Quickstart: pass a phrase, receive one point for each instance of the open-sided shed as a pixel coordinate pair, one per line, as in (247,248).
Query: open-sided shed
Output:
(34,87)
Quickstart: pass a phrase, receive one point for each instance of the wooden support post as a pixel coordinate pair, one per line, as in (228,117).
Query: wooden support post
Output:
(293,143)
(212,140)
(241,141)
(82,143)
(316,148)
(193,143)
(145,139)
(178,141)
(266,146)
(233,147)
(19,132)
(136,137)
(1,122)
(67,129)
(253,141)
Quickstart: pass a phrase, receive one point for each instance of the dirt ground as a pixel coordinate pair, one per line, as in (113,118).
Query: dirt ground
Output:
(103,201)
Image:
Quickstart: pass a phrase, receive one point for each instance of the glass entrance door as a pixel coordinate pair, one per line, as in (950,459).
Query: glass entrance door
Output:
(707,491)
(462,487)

--

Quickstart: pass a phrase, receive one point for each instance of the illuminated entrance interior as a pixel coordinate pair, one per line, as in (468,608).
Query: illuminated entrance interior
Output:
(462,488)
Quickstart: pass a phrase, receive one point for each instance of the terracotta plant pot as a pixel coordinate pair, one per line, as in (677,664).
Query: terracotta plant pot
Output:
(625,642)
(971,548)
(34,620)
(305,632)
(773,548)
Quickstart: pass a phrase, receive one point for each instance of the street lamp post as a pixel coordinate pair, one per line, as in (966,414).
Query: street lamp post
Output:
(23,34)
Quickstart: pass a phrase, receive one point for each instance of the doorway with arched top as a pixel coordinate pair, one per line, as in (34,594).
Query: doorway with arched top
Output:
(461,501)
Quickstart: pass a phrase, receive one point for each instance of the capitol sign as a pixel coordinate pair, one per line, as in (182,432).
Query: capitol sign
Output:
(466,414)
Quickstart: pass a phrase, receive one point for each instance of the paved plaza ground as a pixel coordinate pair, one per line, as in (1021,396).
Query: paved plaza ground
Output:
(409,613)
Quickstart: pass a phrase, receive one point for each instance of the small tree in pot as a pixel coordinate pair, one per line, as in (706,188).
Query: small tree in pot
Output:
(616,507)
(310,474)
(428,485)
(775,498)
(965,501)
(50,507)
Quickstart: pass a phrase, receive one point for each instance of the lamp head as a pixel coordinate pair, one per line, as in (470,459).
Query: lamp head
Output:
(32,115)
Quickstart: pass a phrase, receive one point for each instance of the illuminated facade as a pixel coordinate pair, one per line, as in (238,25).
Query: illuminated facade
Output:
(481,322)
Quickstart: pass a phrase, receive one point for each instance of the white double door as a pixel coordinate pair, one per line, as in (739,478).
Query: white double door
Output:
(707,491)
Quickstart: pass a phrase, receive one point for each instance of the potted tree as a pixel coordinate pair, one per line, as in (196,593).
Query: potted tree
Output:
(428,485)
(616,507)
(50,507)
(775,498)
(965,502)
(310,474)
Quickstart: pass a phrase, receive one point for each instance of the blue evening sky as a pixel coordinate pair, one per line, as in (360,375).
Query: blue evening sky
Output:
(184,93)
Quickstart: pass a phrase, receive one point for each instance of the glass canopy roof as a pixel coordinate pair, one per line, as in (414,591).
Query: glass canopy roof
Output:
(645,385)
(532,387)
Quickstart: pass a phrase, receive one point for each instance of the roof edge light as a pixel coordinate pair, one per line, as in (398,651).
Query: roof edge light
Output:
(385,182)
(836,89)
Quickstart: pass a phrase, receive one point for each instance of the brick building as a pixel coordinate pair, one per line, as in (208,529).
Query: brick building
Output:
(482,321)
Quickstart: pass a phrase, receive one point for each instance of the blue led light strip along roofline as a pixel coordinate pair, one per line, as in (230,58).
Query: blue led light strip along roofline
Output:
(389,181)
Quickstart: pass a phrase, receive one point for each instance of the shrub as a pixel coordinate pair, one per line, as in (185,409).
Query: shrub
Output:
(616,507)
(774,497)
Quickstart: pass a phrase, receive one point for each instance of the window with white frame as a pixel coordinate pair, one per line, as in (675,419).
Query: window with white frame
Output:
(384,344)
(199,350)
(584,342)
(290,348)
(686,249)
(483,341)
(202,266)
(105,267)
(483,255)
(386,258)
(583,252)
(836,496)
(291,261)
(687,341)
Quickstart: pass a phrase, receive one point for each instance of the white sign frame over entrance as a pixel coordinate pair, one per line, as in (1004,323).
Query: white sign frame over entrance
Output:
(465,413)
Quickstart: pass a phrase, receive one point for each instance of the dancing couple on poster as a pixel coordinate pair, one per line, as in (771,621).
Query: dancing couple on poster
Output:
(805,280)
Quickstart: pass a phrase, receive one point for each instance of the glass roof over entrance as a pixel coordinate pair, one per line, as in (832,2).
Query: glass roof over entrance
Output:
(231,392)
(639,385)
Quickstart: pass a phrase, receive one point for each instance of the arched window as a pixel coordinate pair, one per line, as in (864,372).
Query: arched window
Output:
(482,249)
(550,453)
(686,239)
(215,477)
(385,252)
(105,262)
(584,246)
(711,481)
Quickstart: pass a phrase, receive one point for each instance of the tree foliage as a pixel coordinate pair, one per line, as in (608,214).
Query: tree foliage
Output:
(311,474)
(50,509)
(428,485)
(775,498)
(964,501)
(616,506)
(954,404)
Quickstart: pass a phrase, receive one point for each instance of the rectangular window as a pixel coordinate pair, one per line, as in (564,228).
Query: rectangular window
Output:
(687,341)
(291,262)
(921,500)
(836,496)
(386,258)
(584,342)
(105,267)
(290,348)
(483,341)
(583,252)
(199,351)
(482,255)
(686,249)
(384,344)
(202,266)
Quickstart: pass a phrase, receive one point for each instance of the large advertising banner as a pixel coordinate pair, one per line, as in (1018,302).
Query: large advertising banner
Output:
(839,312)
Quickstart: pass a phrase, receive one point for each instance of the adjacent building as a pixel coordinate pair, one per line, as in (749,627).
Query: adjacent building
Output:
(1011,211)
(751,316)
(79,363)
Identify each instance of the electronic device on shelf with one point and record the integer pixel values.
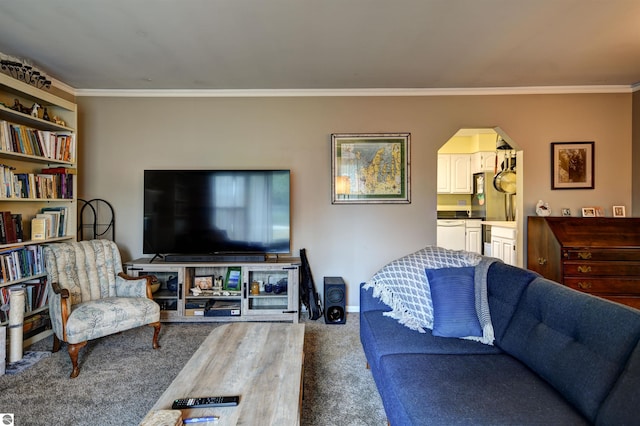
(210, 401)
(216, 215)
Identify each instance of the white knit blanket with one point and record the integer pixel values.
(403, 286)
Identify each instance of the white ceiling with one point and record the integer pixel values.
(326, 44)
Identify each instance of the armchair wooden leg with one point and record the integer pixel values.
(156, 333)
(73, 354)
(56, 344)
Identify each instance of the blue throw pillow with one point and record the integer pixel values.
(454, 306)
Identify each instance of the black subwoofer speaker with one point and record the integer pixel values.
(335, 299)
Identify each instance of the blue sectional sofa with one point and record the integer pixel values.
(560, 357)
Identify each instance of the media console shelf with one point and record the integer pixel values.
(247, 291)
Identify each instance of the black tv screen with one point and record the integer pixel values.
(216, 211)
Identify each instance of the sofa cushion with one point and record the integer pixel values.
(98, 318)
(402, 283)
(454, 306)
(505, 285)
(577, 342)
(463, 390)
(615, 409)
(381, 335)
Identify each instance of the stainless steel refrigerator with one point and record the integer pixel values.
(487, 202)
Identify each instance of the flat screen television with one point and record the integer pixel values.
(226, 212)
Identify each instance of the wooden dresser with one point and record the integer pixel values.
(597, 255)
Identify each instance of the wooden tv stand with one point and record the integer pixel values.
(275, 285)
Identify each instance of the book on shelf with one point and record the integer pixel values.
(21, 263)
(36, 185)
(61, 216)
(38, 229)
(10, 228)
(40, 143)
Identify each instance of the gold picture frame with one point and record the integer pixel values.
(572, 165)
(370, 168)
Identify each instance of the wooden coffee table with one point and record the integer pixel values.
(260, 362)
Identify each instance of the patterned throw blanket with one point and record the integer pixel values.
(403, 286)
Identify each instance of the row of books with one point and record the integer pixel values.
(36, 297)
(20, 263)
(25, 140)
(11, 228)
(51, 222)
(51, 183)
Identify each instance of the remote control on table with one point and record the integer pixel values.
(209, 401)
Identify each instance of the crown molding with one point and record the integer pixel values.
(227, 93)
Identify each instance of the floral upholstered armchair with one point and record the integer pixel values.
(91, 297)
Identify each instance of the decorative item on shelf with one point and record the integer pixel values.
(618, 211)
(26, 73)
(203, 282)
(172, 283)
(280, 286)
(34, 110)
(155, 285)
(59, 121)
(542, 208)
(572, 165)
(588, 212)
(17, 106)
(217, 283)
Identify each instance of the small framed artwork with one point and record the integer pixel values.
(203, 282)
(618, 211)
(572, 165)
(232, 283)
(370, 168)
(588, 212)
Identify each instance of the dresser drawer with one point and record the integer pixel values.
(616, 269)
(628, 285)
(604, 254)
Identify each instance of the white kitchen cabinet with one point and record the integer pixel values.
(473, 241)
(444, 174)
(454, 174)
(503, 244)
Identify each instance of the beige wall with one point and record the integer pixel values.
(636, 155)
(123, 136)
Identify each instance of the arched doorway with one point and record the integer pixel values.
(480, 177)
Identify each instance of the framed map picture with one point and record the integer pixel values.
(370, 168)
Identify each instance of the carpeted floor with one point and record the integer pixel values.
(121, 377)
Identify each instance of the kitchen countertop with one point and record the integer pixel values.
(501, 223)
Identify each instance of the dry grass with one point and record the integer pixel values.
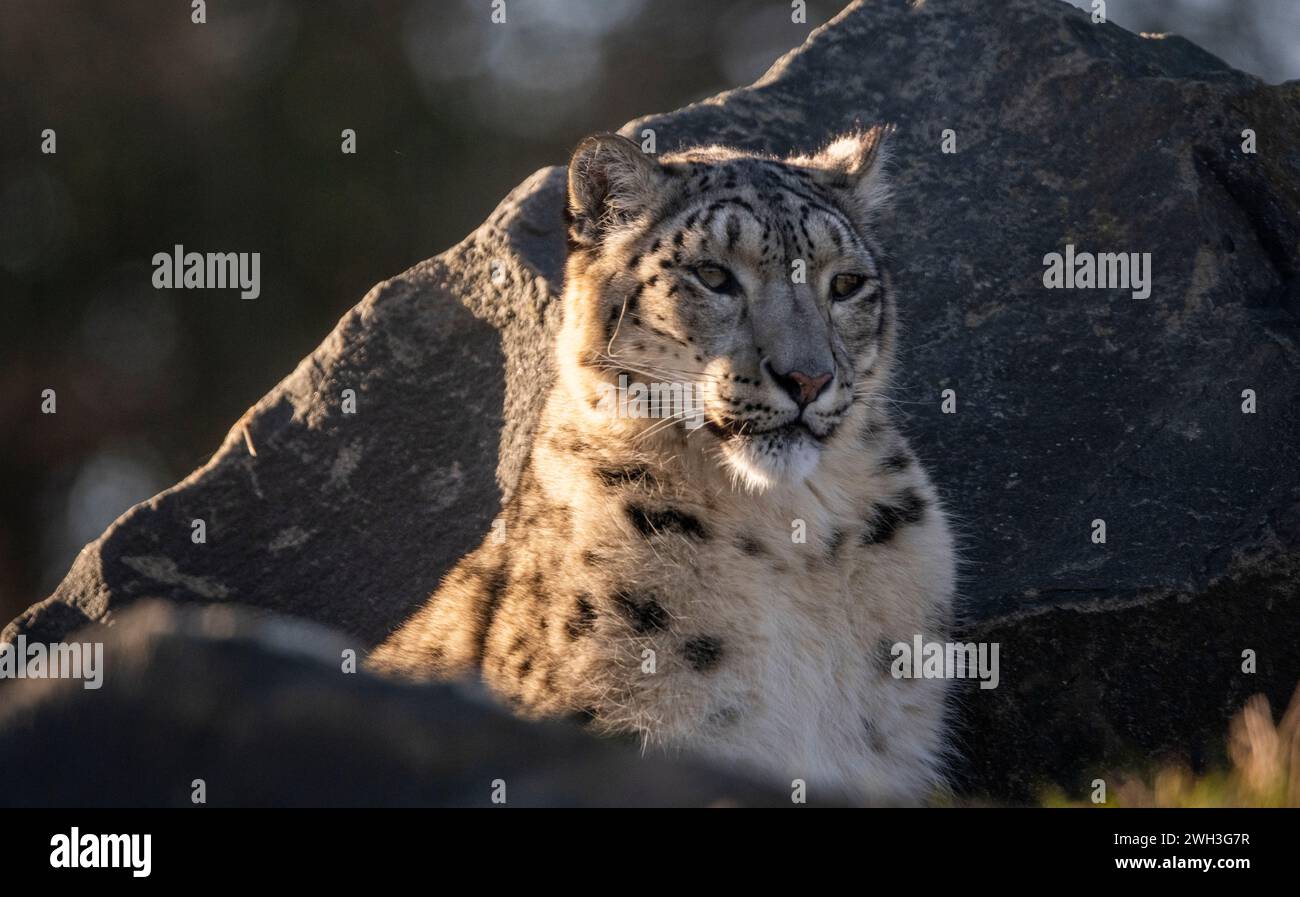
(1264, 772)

* * *

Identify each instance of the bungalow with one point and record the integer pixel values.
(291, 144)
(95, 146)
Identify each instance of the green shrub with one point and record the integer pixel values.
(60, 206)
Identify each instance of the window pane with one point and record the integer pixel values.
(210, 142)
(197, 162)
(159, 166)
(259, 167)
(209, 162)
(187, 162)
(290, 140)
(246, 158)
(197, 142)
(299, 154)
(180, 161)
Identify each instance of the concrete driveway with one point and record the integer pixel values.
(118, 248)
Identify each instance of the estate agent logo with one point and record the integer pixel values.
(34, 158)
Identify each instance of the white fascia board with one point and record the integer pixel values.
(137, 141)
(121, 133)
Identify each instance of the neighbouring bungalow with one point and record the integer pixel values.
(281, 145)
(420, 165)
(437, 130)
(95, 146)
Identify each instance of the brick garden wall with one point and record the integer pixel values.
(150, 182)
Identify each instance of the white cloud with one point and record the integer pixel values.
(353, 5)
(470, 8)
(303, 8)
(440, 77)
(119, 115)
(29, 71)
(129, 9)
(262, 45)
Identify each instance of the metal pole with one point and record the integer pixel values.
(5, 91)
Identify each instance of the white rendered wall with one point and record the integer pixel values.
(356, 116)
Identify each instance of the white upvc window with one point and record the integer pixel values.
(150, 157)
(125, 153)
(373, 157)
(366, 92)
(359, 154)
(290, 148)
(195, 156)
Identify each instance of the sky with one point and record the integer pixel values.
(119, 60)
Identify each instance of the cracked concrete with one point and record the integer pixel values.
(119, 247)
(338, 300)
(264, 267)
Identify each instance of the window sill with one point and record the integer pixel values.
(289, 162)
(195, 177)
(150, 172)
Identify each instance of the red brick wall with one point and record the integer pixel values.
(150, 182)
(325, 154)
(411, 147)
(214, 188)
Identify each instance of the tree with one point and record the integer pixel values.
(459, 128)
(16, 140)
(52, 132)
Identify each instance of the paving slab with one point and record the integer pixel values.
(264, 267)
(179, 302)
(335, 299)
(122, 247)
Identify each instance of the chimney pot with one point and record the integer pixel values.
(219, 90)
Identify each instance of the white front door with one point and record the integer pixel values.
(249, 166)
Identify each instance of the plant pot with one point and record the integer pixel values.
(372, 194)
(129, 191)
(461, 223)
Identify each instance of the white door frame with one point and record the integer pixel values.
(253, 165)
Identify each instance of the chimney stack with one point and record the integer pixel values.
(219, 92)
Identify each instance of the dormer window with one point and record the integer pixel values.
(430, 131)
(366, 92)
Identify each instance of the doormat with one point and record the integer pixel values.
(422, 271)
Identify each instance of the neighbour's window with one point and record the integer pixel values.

## [Objective]
List every line of the entries above that contains the word "throw".

## [Worked solution]
Identify each instance of the blue throw pillow with one point and record the integer pixel values.
Identify each instance of the patterned throw blanket with one point and record the integer pixel values.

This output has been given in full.